The remainder of this article provides three (hopefully reusable) sample COM implementations :

  • a simple COM DLL
  • an automation-enabled COM DLL
  • an automation-enabled COM exe

Plus several working test environments (C/C++ and VB).

A simple COM DLL

You'll find above, a working simplecomserver.zip package which is the resulting code for the following steps.

Start VC6/7, create a new project called simplecomserver. Select the WIN32 dynamic library project wizard, and opt for the simple DLL project option.

So far, you should have a project with stdafx.h/cpp precompiled headers, plus simplecomserver.cpp with this code:

// simplecomserver.cpp : Defines the entry point for the DLL application.
//

#include "stdafx.h"

BOOL APIENTRY DllMain( HANDLE hModule, 
                       DWORD  ul_reason_for_call, 
                       LPVOID lpReserved
                     )
{
    return TRUE;
}

Now we are going to declare our COM interface. Let's create a new .idl file (simplecomserver.idl), and paste what is below into it:

import "wtypes.idl";

[
    uuid(6F818C55-E6AD-488b-9EB6-511C0CCC0612),
    version(1.0)

## OBJECTIVES
1. In the excerpt on sample COM implementations, which project wizard and option are used to create the simplecomserver project?
2. Extend the excerpt on sample COM implementations, starting right after its final line.

## RECORD LIST
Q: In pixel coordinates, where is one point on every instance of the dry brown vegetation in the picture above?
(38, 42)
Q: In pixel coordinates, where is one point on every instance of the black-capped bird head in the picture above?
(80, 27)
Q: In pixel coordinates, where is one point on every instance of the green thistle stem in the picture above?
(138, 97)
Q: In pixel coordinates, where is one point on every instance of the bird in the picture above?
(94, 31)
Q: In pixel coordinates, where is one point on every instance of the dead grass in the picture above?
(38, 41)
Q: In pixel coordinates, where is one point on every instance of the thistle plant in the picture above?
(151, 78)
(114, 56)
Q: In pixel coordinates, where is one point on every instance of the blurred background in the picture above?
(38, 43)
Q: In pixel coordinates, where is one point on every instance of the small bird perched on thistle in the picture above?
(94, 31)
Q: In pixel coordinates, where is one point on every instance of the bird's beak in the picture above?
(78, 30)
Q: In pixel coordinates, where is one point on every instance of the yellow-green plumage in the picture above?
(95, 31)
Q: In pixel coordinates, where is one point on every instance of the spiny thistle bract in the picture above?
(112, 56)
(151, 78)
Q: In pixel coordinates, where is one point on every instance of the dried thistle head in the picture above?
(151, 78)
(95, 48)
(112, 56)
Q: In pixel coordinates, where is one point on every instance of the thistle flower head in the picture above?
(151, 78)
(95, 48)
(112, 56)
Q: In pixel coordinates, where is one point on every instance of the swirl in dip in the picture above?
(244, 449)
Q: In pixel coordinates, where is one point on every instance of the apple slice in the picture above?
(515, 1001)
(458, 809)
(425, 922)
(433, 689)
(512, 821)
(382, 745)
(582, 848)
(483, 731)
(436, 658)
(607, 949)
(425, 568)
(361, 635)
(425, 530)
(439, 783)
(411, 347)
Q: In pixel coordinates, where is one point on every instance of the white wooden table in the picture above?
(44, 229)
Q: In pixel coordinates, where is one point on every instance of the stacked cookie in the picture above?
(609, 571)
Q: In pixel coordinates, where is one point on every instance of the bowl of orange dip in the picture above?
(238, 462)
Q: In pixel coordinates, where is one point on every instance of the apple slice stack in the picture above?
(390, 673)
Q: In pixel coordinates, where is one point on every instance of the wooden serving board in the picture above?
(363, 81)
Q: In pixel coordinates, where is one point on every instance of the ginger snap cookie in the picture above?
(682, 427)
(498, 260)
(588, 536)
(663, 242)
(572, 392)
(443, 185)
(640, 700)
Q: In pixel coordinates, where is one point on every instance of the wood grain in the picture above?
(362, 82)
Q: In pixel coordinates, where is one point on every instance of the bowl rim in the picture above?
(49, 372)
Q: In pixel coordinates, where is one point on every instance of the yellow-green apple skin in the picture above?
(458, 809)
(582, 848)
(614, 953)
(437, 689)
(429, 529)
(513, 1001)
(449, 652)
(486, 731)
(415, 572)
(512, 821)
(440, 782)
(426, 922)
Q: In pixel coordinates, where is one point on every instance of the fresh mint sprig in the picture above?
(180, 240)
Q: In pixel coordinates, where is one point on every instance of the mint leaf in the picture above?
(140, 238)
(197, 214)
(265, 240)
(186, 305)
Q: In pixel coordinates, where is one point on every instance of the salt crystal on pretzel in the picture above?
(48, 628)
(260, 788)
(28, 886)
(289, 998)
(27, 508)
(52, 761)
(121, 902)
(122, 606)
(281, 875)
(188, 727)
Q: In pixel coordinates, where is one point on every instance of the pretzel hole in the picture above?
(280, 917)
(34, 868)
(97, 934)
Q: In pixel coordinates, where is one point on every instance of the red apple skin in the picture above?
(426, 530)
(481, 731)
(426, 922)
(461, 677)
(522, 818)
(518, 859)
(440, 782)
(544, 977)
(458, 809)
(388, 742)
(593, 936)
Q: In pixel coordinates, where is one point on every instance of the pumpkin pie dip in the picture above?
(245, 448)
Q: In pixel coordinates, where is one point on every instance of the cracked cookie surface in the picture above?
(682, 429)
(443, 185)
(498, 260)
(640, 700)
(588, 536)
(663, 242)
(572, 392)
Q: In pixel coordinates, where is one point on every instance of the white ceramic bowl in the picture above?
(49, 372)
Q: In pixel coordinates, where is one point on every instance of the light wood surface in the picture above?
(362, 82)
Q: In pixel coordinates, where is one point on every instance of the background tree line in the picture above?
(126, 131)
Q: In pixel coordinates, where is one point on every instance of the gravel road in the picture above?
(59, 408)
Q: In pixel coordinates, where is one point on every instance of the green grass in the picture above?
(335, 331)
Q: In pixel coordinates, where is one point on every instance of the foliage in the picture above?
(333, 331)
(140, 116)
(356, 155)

## THE ANSWERS
1. The WIN32 dynamic library project wizard, with the simple DLL project option.

2.
]
library LibCOMServer
{
    importlib("stdole32.tlb");
    importlib("stdole.tlb"); 

    [ uuid(7F24AABF-C822-4c18-9432-21433208F4DC), 
      oleautomation 
    ]
    interface ICOMServer : IUnknown
    {
        HRESULT Name([out] BSTR* objectname);
    }


    [ uuid(6AE24C34-1466-482e-9407-90B98798A712),
      helpstring("COMServer object") 
    ]
    coclass CoCOMServer
    {
        [default] interface ICOMServer;
    }
}

We have an interface inside an object (coclass keyword), itself part of a set of objects (there's only one here) belonging to a type-library (library keyword). Both interfaces, objects and type-libraries have ids that uniquely identify them: it's produced by a tool such as guidgen.exe (available from MSDEV / Tools menu).

Add simplecomserver.idl to your project files, right-click on it and compile it. This produces the type-library in the Debug folder. simplecomserver.tlb is a binary-compiled IDL file, nothing else. The type library is what applications and languages are going to read and parse, to extract interface names, method names, parameter qualifiers and so on at run-time. That's why the type library is such an important piece to worry about.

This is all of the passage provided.